*** Data Section Begins ***

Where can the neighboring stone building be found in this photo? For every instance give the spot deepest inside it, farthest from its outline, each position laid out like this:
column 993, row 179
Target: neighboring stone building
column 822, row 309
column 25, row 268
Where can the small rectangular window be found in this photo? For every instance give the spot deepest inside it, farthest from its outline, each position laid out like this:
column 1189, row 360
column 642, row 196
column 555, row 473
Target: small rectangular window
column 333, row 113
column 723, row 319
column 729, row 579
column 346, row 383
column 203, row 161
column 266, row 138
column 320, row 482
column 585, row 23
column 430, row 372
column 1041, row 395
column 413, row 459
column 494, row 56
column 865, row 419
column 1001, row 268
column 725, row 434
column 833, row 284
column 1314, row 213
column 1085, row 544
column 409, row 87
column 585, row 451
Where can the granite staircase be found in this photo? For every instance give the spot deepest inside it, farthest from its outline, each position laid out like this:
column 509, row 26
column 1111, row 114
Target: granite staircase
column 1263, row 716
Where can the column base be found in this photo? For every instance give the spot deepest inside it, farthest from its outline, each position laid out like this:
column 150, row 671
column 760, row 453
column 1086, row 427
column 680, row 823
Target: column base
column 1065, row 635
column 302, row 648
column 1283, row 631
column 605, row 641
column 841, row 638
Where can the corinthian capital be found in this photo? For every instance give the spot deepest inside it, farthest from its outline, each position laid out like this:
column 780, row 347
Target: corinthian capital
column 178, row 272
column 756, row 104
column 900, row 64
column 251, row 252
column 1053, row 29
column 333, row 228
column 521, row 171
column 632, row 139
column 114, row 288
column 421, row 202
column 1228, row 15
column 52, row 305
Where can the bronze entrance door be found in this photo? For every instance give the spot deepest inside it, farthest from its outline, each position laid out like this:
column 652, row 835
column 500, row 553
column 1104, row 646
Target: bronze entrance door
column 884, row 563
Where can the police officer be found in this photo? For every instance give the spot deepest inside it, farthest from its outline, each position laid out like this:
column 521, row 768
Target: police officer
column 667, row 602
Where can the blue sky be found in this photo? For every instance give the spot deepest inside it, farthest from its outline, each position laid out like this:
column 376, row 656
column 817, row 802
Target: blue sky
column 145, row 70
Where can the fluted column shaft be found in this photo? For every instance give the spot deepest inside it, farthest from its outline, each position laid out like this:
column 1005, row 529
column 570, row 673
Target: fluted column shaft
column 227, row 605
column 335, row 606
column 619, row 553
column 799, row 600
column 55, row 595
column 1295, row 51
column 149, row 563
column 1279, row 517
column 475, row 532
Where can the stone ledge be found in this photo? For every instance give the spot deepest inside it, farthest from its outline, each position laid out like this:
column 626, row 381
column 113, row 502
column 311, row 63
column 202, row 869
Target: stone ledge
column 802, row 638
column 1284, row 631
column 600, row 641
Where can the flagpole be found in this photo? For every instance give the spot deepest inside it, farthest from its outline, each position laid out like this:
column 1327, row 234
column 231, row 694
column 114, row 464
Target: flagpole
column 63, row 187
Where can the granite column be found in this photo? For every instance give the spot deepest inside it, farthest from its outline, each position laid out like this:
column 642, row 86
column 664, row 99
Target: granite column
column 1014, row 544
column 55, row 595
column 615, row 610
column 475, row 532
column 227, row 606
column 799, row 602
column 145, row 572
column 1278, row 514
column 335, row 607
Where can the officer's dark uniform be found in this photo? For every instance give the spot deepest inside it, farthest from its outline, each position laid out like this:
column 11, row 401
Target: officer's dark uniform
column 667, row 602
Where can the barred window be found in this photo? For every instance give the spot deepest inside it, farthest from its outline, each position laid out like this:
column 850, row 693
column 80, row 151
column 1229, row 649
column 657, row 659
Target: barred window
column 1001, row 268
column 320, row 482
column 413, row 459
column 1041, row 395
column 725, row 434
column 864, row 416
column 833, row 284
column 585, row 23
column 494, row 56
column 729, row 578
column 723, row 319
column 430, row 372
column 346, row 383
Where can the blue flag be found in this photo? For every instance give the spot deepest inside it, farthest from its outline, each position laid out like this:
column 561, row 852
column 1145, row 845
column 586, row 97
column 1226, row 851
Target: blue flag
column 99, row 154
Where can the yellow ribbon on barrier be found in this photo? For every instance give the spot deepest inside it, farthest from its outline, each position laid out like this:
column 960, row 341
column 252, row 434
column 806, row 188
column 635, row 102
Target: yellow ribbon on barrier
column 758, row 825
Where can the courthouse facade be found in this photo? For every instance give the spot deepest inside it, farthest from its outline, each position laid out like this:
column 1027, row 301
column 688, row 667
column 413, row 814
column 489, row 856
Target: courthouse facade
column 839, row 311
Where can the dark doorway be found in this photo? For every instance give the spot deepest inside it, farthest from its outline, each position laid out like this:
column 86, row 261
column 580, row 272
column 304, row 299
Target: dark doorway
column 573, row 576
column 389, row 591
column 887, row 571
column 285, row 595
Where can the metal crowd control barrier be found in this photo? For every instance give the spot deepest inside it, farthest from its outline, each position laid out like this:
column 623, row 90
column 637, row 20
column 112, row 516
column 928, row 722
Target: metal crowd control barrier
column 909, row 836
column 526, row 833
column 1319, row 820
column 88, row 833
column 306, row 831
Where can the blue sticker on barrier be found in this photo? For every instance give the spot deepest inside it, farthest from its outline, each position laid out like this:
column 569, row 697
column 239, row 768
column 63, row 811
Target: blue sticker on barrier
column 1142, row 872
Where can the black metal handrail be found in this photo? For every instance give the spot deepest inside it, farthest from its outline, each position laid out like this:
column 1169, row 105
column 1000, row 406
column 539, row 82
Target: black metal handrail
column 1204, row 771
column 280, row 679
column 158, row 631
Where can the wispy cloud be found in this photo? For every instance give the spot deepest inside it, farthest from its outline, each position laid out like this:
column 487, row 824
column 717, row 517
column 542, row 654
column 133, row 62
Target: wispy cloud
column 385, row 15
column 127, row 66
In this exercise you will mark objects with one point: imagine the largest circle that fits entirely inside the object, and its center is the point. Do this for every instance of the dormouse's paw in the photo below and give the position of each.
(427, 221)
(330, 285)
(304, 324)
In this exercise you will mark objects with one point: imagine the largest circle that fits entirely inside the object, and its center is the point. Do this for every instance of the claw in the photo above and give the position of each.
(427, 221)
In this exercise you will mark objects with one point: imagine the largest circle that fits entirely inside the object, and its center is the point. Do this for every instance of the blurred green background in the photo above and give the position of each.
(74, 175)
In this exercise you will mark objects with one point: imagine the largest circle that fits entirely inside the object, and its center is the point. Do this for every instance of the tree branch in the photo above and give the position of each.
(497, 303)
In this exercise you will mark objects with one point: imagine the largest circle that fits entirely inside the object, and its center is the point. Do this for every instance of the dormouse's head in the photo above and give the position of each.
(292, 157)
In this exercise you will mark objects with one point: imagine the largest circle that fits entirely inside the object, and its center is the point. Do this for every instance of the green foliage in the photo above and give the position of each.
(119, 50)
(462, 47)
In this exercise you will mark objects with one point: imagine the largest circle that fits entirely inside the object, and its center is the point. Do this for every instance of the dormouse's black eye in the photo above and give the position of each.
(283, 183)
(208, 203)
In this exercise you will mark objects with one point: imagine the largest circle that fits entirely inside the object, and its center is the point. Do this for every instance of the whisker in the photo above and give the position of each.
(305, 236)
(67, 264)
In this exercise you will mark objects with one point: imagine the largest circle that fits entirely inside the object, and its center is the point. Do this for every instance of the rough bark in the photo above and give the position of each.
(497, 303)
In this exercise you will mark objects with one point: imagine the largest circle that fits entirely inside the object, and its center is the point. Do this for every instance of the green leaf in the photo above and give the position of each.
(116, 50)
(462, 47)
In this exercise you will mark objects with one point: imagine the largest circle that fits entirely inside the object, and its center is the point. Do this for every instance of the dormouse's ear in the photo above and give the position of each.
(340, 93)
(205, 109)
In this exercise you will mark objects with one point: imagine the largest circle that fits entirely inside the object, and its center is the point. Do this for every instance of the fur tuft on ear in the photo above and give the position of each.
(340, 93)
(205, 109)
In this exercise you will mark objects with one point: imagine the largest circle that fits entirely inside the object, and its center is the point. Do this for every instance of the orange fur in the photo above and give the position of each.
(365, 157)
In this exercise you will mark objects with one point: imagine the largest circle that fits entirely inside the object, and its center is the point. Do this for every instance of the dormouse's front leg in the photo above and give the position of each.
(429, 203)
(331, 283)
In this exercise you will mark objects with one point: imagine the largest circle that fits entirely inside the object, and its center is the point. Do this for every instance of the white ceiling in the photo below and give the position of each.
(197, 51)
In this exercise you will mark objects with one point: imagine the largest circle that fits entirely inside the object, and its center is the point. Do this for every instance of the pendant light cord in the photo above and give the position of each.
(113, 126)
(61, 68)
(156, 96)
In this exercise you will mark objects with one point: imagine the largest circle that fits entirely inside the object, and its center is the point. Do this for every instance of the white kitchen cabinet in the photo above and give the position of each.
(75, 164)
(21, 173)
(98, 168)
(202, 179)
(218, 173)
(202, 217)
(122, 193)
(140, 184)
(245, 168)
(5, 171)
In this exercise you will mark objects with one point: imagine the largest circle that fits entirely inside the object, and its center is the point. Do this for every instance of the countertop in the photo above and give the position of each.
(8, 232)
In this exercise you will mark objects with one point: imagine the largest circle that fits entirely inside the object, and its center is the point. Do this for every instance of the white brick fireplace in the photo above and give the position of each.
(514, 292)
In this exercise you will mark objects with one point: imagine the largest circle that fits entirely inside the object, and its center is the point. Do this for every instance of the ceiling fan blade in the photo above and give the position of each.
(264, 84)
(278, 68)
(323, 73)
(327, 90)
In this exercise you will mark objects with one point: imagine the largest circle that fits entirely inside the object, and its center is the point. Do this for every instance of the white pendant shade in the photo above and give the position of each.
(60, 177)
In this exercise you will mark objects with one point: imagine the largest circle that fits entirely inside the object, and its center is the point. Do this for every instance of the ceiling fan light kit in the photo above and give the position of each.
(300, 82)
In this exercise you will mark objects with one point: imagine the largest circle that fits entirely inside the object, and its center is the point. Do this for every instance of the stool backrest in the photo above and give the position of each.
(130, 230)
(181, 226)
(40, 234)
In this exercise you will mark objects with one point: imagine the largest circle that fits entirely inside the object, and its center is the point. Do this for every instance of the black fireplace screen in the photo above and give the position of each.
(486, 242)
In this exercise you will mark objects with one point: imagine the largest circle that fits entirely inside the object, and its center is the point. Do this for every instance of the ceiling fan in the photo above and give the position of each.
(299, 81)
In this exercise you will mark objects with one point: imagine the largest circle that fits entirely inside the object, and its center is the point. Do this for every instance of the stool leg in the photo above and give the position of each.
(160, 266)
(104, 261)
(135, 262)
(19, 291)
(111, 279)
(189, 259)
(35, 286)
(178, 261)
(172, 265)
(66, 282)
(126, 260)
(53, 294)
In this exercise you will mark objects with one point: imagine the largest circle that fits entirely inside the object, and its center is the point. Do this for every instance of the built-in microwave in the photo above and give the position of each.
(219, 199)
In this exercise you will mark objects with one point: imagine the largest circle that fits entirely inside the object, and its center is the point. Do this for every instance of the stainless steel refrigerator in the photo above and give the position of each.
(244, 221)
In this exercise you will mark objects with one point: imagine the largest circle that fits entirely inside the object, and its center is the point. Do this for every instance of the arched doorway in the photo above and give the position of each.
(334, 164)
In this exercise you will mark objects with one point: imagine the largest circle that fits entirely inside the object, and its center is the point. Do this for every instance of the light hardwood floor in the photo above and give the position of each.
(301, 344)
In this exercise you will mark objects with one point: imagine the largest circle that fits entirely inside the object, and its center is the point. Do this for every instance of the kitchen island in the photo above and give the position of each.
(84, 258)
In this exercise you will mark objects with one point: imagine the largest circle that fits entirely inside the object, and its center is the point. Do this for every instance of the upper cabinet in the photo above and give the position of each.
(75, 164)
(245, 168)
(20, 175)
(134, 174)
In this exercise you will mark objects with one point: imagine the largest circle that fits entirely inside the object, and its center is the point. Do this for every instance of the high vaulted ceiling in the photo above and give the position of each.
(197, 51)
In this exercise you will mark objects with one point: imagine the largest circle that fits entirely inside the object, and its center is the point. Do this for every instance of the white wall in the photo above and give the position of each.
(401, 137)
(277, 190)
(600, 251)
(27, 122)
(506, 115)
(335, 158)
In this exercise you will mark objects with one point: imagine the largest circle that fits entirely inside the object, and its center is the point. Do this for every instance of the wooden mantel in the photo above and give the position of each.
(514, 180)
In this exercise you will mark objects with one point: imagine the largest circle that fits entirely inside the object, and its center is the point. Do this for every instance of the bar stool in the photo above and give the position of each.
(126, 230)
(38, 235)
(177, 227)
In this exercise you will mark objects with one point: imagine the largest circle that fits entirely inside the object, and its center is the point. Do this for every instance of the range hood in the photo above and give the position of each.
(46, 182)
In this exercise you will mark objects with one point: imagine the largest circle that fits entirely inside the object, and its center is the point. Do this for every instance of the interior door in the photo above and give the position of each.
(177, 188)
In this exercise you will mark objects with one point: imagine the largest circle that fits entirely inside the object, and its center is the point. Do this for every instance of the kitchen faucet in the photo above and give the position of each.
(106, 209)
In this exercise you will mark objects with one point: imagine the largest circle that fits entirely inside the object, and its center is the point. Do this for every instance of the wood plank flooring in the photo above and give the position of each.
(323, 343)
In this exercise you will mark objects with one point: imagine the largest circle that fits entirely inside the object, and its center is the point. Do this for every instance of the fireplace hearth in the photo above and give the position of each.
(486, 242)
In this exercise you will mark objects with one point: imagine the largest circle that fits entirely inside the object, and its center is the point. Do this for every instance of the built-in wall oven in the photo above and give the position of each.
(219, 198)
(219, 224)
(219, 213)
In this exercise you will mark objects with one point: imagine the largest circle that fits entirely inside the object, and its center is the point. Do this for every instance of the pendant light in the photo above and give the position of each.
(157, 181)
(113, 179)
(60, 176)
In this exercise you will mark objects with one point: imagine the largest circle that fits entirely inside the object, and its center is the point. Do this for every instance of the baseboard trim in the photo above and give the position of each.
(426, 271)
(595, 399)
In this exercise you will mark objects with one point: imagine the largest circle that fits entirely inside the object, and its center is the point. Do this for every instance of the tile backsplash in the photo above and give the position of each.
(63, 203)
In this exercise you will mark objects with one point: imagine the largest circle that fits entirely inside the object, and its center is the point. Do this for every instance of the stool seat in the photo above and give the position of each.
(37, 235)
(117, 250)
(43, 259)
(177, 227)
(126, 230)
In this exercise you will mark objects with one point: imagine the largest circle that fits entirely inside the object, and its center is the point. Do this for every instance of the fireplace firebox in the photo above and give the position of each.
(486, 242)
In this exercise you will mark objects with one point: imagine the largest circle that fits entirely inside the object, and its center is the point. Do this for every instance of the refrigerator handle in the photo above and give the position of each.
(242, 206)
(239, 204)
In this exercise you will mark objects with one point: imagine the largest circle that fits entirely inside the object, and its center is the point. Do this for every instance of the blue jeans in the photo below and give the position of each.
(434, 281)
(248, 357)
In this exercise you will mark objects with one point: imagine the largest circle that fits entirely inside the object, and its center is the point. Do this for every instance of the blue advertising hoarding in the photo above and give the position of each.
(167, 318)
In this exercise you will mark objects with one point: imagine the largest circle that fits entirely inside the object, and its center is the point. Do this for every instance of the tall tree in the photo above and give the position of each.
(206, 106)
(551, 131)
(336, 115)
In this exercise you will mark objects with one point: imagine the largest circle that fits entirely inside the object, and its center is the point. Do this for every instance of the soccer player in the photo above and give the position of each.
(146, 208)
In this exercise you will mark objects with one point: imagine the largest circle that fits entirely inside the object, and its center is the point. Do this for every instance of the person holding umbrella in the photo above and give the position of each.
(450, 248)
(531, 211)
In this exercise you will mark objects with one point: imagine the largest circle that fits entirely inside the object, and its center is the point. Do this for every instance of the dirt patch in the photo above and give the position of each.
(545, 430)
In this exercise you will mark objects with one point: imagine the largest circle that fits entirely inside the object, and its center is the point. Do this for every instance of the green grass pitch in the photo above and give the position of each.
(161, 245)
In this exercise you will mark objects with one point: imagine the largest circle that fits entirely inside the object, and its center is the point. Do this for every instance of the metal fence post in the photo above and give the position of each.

*** Data Section Ends ***

Task to carry out
Only the lines from the one containing "the green grass" through the end of the entries above should be written out, exactly and in full.

Written response
In this exercise you will mark objects with one point: imagine the largest circle that fits entirely inside the object, and its center is the point. Do this for every instance of the green grass pitch in the photo above and give the position of each.
(161, 245)
In this exercise you will mark objects with one point: imagine the largest circle that fits entirely inside the object, and its center is the point. Do this for every instance of the metal fence post in the photo above and give the position of each.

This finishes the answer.